PASSAGE TO READ
I am posting this partly out of intrest on how the Task Parallel Library works, and for spreading knowledge. And also for investigating whether my "Cancellation" updates is the reason to a new issue where the user is suddenly logged out.
The project I am working on have these components:
Web forms site. A website that acts as portal for administrating company vehicles. Further refered as "Web"
WCF web service. A backend service on a seperate machine. Further refered as "Service"
Third party service. Further refered as "3rd"
Note: I am using .NET 4.0. Therefore the newer updates to the Task Parallel Library are not available.
The issue that I was assigned to fix was that the login function was very slow and CPU intensive. This later was later admitted to be a problem in the Third party service. However I tried to optimize the login behavior as well as I could.
The login request and response doesn't contain perticularly much data. But for gathering the response data several API calls are made to the Third party service.
1. Pre changes
The Web invokes a WCF method on the Service for gathering "session data".
This method would sometimes take so long that it would timeout (I think the timeout was set to 1 minute).
A pseudo representation of the "GetSessionData" method:
var agreements = getAgreements(request);
foreach (var agreement in agreements)
{
getAgreementDetails(agreement);
var customers = getCustomersWithAgreement(agreement);
foreach (var customer in customers)
{
getCustomerInfo(customer);
getCustomerAddress(customer);
getCustomerBranches(customer);
}
}
var person = getPerson(request);
var accounts = getAccount(person.Id);
foreach (var account in accounts)
{
var accountDetail = getAccountDetail(account.Id);
foreach (var vehicle in accountDetail.Vehicles)
{
getCurrentMilageReport(vehicle.Id);
}
}
return sessionData;
See gist for code snippet.

WHAT IS EXPECTED
Summarize the post about the slow login in two sentences. The data after this sentence has no connection to the post about the slow login.

RECORDS PROVIDED
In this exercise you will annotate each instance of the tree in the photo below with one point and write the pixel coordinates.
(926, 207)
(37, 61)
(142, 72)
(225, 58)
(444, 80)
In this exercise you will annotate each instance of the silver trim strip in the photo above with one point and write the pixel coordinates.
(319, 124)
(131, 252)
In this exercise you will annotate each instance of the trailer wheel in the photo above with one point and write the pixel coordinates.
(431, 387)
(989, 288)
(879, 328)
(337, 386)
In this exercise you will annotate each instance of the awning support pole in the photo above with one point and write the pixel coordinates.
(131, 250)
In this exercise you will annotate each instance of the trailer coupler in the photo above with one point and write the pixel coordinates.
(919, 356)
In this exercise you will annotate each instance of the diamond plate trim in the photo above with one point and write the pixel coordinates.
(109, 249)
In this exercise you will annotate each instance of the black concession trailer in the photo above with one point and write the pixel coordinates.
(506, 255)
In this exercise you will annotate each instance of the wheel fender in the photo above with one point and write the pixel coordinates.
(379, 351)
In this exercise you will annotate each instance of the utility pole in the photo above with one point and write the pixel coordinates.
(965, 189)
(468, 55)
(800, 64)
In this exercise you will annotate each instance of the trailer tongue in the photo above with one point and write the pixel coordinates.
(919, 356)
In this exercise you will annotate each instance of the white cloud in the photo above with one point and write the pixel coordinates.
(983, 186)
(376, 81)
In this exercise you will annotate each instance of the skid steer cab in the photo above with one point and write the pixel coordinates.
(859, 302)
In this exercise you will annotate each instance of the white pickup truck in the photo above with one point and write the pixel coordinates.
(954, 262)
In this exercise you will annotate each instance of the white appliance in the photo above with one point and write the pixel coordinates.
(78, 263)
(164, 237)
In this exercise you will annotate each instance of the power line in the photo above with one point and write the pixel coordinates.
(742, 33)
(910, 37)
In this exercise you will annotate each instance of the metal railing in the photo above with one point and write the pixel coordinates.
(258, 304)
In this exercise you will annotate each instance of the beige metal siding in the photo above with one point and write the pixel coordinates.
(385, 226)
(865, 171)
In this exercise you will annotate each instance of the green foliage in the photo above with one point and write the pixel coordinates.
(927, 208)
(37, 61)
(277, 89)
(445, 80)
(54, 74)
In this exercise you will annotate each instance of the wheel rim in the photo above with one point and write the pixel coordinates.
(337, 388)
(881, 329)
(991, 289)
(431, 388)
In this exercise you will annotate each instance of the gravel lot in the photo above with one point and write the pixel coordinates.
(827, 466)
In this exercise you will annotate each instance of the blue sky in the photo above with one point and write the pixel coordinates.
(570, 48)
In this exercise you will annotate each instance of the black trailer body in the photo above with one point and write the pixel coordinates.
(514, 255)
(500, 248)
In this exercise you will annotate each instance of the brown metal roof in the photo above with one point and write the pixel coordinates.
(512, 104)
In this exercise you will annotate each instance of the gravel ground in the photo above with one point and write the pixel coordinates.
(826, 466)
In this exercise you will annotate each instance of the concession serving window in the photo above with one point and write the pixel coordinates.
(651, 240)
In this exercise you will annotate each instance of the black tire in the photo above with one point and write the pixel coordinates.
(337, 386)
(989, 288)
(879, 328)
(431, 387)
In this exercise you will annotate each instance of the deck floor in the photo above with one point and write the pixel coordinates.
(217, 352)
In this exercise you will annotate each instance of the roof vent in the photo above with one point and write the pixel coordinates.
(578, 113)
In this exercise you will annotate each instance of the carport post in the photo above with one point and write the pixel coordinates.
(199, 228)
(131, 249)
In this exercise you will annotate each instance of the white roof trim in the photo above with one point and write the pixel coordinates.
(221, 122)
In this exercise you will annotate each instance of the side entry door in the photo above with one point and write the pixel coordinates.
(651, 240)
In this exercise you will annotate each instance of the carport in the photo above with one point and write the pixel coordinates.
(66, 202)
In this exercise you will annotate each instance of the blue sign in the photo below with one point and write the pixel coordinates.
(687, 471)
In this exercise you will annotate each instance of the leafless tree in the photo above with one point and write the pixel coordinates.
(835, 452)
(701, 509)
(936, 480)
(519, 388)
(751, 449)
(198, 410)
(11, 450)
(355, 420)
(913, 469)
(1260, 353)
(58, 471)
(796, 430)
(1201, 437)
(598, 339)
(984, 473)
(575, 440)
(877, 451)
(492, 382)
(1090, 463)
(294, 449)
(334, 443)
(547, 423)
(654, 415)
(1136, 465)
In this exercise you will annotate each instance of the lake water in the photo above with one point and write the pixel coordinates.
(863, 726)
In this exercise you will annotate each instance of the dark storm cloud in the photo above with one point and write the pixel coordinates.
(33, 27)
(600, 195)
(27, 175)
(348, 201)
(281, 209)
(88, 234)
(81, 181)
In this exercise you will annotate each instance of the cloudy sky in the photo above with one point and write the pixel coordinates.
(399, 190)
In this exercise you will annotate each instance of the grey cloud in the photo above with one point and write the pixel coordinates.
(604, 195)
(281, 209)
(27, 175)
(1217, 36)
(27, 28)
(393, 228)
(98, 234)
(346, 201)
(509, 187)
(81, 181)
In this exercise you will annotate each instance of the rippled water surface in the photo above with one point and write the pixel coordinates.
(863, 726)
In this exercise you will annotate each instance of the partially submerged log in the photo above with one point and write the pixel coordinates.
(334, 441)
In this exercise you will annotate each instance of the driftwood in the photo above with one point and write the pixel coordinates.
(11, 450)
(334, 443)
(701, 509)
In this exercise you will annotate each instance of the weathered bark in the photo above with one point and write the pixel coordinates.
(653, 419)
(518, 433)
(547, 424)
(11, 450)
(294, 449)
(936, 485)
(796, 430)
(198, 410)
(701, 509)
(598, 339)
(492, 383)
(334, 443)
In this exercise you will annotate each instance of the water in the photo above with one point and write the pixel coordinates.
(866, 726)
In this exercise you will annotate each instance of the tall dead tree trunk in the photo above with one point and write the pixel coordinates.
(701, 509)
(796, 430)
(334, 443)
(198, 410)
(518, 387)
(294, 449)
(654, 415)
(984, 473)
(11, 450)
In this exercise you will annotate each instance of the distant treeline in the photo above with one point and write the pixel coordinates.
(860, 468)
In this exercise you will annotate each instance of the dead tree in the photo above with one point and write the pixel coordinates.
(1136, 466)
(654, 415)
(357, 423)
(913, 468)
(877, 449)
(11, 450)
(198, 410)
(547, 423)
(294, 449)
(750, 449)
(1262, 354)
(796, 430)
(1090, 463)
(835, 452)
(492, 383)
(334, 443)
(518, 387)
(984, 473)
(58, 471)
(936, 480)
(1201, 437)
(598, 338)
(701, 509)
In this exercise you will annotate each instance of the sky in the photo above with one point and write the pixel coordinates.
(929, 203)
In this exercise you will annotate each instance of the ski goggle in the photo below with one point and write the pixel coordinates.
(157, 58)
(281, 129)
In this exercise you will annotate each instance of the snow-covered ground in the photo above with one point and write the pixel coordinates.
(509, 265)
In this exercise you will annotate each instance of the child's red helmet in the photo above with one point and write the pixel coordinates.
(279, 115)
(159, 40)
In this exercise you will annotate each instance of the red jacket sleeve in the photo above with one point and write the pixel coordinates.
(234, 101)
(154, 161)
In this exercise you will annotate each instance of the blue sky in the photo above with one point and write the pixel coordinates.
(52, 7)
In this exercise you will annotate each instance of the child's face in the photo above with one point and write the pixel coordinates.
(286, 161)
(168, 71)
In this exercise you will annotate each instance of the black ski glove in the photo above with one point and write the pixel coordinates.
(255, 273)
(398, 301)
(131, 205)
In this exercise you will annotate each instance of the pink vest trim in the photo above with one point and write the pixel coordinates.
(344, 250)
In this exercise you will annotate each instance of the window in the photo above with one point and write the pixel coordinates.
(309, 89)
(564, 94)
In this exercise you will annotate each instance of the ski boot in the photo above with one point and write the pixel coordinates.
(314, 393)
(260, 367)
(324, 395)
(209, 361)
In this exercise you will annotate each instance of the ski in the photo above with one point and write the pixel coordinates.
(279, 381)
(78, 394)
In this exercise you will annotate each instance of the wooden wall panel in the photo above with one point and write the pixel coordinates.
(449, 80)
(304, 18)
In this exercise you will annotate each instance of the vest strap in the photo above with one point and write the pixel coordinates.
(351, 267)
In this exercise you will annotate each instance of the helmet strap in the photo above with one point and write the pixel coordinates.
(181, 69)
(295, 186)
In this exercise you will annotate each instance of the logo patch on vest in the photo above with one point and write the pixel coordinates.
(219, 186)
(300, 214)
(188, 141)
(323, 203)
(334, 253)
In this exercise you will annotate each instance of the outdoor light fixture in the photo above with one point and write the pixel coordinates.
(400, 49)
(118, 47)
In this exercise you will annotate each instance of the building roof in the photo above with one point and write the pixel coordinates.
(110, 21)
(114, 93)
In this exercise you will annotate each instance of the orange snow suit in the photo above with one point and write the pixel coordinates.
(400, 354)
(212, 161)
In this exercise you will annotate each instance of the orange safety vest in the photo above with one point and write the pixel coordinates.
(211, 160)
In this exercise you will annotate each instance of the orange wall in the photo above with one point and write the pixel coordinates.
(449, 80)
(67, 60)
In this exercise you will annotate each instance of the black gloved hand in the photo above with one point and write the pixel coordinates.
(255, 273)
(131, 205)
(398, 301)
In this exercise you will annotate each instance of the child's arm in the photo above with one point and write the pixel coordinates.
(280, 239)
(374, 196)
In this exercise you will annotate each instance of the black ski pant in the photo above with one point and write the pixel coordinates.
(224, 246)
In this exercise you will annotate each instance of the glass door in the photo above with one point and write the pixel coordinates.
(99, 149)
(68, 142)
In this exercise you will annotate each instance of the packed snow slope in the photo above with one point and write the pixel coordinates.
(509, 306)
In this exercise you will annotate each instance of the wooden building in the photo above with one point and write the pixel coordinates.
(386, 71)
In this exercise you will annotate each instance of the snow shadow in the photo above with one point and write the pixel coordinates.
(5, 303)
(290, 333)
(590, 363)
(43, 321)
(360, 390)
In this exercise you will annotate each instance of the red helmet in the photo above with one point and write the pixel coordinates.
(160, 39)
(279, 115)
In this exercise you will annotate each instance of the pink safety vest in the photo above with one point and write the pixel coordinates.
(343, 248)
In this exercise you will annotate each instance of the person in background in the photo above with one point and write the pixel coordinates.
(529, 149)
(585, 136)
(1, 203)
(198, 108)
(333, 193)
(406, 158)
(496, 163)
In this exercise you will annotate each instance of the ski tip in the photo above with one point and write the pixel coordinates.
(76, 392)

TASK SOLUTION
The writer works on a project made up of a Web Forms portal for administering company vehicles, a WCF backend service on a separate machine, and a third-party service, all on .NET 4.0. The assigned issue was a slow, CPU-intensive login, in which the Web's call to the Service's "GetSessionData" method made several API calls to the third-party service and sometimes took long enough to time out.